Excerpts from point annotation data:

>> begin

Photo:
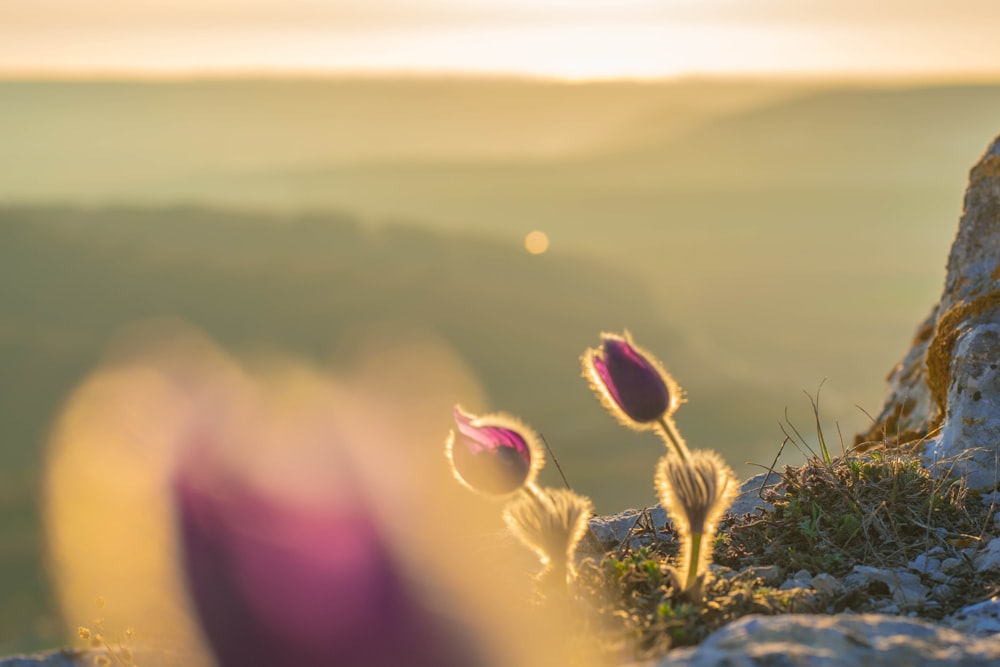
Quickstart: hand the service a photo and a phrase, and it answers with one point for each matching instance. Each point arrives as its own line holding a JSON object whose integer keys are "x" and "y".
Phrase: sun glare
{"x": 536, "y": 242}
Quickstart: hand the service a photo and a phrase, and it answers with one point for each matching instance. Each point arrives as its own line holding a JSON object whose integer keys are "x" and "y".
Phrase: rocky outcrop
{"x": 845, "y": 640}
{"x": 944, "y": 396}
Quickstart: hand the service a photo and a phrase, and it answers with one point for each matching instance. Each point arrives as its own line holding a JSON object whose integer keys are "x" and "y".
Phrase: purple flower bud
{"x": 493, "y": 454}
{"x": 276, "y": 583}
{"x": 630, "y": 381}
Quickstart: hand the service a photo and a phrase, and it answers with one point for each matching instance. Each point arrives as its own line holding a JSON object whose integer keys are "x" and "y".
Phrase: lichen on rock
{"x": 944, "y": 396}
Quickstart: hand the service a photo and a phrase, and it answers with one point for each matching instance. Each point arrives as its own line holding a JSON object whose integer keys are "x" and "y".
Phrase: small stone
{"x": 988, "y": 558}
{"x": 980, "y": 620}
{"x": 941, "y": 578}
{"x": 905, "y": 586}
{"x": 942, "y": 591}
{"x": 844, "y": 640}
{"x": 748, "y": 500}
{"x": 771, "y": 575}
{"x": 950, "y": 564}
{"x": 924, "y": 564}
{"x": 825, "y": 584}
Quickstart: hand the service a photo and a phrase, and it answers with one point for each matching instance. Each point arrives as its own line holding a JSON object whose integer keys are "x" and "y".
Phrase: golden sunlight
{"x": 536, "y": 242}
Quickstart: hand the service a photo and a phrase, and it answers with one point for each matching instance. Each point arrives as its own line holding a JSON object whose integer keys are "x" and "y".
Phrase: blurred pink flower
{"x": 493, "y": 454}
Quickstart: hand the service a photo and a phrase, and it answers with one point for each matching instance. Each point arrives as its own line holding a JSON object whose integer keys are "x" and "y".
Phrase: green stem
{"x": 673, "y": 437}
{"x": 695, "y": 555}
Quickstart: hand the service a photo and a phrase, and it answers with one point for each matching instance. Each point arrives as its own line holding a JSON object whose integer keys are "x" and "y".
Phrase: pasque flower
{"x": 630, "y": 381}
{"x": 695, "y": 492}
{"x": 279, "y": 584}
{"x": 493, "y": 454}
{"x": 635, "y": 387}
{"x": 497, "y": 455}
{"x": 551, "y": 522}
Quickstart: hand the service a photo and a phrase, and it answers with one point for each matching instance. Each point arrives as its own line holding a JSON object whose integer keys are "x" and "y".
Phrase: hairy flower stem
{"x": 693, "y": 560}
{"x": 673, "y": 437}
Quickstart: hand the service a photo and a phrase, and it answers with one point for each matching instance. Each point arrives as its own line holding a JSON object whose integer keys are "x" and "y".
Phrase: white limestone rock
{"x": 944, "y": 395}
{"x": 980, "y": 620}
{"x": 845, "y": 640}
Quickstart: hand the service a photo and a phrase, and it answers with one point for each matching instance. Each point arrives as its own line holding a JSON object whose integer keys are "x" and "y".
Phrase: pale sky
{"x": 576, "y": 39}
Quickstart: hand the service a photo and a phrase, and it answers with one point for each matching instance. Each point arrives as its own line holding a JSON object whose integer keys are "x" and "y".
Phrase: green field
{"x": 758, "y": 236}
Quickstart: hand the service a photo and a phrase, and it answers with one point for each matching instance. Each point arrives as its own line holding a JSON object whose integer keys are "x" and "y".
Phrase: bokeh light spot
{"x": 536, "y": 242}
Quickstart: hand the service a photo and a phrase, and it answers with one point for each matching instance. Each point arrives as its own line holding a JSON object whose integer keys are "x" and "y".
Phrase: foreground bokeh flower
{"x": 279, "y": 584}
{"x": 630, "y": 382}
{"x": 493, "y": 454}
{"x": 265, "y": 513}
{"x": 695, "y": 492}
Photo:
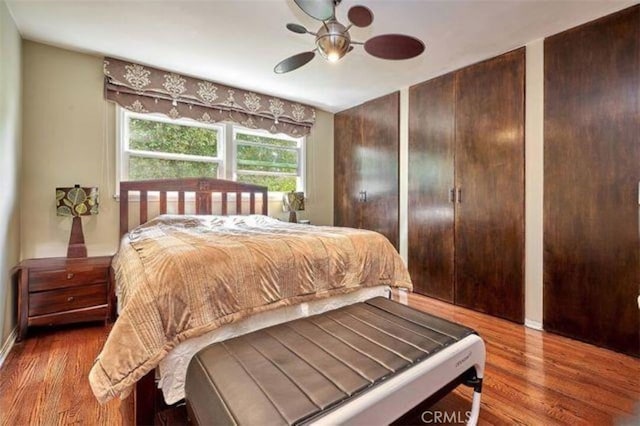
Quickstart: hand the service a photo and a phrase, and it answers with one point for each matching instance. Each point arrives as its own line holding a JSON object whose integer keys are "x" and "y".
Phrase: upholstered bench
{"x": 366, "y": 363}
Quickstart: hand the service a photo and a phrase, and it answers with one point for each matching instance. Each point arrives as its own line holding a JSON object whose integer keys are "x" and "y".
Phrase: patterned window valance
{"x": 141, "y": 88}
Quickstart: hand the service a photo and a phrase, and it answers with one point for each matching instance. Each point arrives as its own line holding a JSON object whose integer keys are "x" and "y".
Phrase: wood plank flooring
{"x": 531, "y": 377}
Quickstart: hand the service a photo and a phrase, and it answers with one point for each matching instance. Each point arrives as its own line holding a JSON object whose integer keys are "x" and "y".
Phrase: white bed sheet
{"x": 173, "y": 368}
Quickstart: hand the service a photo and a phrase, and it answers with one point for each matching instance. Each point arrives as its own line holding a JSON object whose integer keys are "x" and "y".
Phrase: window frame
{"x": 227, "y": 149}
{"x": 299, "y": 149}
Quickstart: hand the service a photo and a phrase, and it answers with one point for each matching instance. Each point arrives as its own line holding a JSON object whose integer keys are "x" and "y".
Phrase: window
{"x": 155, "y": 147}
{"x": 262, "y": 159}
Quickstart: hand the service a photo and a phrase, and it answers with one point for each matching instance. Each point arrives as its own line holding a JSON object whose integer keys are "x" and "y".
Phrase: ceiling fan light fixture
{"x": 333, "y": 41}
{"x": 333, "y": 57}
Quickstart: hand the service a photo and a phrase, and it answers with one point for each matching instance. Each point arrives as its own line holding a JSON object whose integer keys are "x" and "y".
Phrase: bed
{"x": 196, "y": 223}
{"x": 142, "y": 204}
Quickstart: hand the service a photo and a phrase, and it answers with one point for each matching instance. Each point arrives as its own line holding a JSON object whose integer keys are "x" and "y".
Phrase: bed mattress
{"x": 301, "y": 371}
{"x": 173, "y": 368}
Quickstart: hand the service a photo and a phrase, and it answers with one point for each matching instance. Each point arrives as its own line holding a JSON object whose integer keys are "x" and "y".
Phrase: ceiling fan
{"x": 333, "y": 40}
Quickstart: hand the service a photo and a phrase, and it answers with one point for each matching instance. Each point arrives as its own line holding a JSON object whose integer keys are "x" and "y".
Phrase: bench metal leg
{"x": 475, "y": 381}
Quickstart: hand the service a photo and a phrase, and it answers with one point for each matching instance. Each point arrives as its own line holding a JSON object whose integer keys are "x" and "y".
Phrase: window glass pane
{"x": 274, "y": 183}
{"x": 267, "y": 159}
{"x": 265, "y": 140}
{"x": 155, "y": 136}
{"x": 154, "y": 168}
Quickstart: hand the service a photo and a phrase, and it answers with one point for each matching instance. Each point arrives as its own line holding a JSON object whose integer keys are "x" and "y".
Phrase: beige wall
{"x": 69, "y": 137}
{"x": 10, "y": 146}
{"x": 534, "y": 178}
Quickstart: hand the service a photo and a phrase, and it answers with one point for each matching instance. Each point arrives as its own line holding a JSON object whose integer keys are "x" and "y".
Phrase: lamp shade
{"x": 293, "y": 201}
{"x": 77, "y": 201}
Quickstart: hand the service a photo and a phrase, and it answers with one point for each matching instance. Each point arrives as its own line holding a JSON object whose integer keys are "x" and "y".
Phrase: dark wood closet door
{"x": 378, "y": 165}
{"x": 489, "y": 229}
{"x": 347, "y": 139}
{"x": 431, "y": 177}
{"x": 591, "y": 175}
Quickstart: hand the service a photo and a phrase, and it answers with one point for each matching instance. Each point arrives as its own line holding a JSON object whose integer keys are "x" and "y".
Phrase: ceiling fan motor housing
{"x": 333, "y": 40}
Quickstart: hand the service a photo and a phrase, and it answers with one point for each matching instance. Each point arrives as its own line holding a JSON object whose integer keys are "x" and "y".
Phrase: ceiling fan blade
{"x": 318, "y": 9}
{"x": 394, "y": 46}
{"x": 294, "y": 62}
{"x": 297, "y": 28}
{"x": 360, "y": 16}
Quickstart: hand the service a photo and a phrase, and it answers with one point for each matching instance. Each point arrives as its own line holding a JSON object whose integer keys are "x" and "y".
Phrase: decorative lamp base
{"x": 76, "y": 240}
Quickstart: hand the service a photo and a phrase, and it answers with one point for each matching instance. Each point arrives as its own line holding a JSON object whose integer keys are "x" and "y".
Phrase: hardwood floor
{"x": 531, "y": 377}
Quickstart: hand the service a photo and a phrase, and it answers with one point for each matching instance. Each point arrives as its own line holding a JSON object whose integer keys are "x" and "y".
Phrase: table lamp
{"x": 293, "y": 202}
{"x": 75, "y": 202}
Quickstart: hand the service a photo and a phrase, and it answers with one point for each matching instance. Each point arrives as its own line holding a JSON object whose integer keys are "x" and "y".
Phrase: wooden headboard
{"x": 203, "y": 188}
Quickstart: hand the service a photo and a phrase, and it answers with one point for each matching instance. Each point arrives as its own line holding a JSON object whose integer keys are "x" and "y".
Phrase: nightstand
{"x": 62, "y": 290}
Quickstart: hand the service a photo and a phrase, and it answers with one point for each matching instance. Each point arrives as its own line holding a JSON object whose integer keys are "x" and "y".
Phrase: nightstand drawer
{"x": 67, "y": 299}
{"x": 50, "y": 279}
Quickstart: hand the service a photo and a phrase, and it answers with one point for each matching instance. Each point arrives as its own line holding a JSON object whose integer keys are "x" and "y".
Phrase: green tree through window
{"x": 158, "y": 149}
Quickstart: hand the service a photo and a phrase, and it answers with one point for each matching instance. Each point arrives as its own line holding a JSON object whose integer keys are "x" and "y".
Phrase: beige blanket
{"x": 182, "y": 276}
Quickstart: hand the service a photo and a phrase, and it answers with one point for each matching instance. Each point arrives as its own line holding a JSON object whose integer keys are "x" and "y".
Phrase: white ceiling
{"x": 238, "y": 42}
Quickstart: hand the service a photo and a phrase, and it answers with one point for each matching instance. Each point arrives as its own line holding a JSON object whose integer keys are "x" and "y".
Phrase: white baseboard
{"x": 8, "y": 345}
{"x": 536, "y": 325}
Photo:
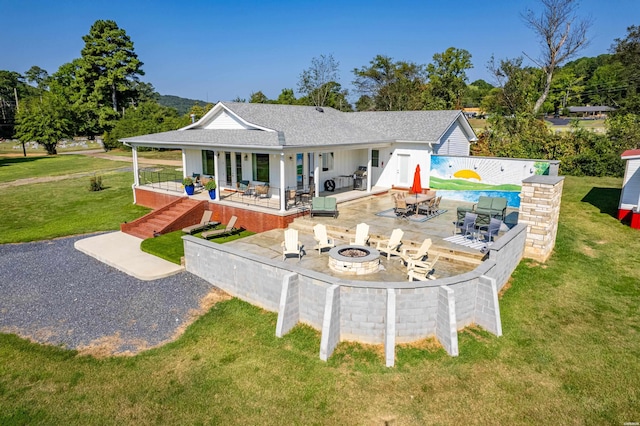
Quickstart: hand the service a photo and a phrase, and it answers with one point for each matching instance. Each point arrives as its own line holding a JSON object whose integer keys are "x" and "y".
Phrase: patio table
{"x": 415, "y": 200}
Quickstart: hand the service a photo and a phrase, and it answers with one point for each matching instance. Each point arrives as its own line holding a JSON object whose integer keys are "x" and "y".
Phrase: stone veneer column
{"x": 539, "y": 210}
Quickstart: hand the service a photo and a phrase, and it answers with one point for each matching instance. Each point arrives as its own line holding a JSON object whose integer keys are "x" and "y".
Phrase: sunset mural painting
{"x": 467, "y": 178}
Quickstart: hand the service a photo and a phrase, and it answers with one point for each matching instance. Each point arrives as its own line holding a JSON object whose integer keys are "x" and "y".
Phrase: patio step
{"x": 174, "y": 216}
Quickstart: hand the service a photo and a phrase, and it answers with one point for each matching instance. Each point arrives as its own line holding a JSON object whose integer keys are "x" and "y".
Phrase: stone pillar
{"x": 539, "y": 210}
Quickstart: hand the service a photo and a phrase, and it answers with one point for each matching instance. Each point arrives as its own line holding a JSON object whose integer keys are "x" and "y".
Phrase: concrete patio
{"x": 454, "y": 259}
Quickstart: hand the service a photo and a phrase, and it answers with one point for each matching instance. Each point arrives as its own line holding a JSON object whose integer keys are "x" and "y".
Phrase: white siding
{"x": 193, "y": 161}
{"x": 631, "y": 185}
{"x": 418, "y": 154}
{"x": 224, "y": 121}
{"x": 453, "y": 142}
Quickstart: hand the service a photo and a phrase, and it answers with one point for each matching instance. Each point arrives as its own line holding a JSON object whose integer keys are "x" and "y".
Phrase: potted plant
{"x": 211, "y": 187}
{"x": 189, "y": 187}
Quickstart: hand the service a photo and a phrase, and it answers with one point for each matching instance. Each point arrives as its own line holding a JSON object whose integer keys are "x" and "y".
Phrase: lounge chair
{"x": 362, "y": 235}
{"x": 421, "y": 270}
{"x": 320, "y": 235}
{"x": 416, "y": 253}
{"x": 468, "y": 225}
{"x": 230, "y": 229}
{"x": 291, "y": 245}
{"x": 392, "y": 245}
{"x": 205, "y": 223}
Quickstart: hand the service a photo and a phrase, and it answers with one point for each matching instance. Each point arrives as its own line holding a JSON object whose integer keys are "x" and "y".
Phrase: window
{"x": 375, "y": 157}
{"x": 261, "y": 167}
{"x": 207, "y": 163}
{"x": 327, "y": 161}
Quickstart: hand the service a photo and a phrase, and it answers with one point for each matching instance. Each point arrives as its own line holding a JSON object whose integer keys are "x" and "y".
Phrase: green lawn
{"x": 170, "y": 246}
{"x": 569, "y": 355}
{"x": 67, "y": 207}
{"x": 14, "y": 168}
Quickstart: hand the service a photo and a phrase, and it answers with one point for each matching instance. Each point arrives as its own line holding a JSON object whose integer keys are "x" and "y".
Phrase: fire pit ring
{"x": 354, "y": 260}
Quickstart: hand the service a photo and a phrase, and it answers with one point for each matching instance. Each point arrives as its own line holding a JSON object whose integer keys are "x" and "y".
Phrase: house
{"x": 302, "y": 148}
{"x": 629, "y": 207}
{"x": 593, "y": 112}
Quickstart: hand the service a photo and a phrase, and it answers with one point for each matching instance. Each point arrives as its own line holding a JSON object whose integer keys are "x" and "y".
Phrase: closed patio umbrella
{"x": 416, "y": 188}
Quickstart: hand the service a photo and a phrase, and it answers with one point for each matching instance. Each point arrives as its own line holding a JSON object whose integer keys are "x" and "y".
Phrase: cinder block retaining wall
{"x": 368, "y": 312}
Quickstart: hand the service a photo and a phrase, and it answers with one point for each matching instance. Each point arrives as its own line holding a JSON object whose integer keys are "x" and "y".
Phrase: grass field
{"x": 170, "y": 247}
{"x": 569, "y": 353}
{"x": 67, "y": 207}
{"x": 15, "y": 168}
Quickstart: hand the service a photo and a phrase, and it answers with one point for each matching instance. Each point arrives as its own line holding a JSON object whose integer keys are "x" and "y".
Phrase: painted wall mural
{"x": 467, "y": 178}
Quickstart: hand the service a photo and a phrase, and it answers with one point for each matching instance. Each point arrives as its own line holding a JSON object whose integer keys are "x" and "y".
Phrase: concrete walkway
{"x": 122, "y": 251}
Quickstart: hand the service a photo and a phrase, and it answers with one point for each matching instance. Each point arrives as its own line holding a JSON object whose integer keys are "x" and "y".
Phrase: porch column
{"x": 305, "y": 169}
{"x": 369, "y": 170}
{"x": 283, "y": 200}
{"x": 216, "y": 174}
{"x": 136, "y": 177}
{"x": 234, "y": 175}
{"x": 184, "y": 164}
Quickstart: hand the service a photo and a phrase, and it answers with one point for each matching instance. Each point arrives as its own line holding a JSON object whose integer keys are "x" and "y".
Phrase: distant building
{"x": 592, "y": 112}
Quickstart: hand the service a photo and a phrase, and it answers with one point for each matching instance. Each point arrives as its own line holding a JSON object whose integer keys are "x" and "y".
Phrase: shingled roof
{"x": 278, "y": 126}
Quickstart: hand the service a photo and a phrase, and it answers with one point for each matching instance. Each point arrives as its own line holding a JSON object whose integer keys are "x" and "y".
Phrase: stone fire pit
{"x": 354, "y": 260}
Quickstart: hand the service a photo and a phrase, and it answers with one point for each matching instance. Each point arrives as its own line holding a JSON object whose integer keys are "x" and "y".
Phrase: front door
{"x": 403, "y": 170}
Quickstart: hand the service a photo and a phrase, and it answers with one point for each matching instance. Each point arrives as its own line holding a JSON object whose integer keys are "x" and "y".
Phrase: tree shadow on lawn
{"x": 7, "y": 161}
{"x": 606, "y": 199}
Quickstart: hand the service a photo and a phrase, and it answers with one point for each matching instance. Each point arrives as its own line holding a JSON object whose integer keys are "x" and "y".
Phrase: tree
{"x": 108, "y": 71}
{"x": 148, "y": 117}
{"x": 314, "y": 81}
{"x": 447, "y": 76}
{"x": 627, "y": 51}
{"x": 516, "y": 89}
{"x": 45, "y": 120}
{"x": 258, "y": 98}
{"x": 561, "y": 36}
{"x": 37, "y": 75}
{"x": 393, "y": 86}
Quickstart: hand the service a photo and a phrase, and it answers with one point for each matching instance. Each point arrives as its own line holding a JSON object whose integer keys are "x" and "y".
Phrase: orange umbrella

>> end

Pull out each line of the material above that contains the string "bokeh".

Phrase: bokeh light spot
Phrase: foreground bokeh flower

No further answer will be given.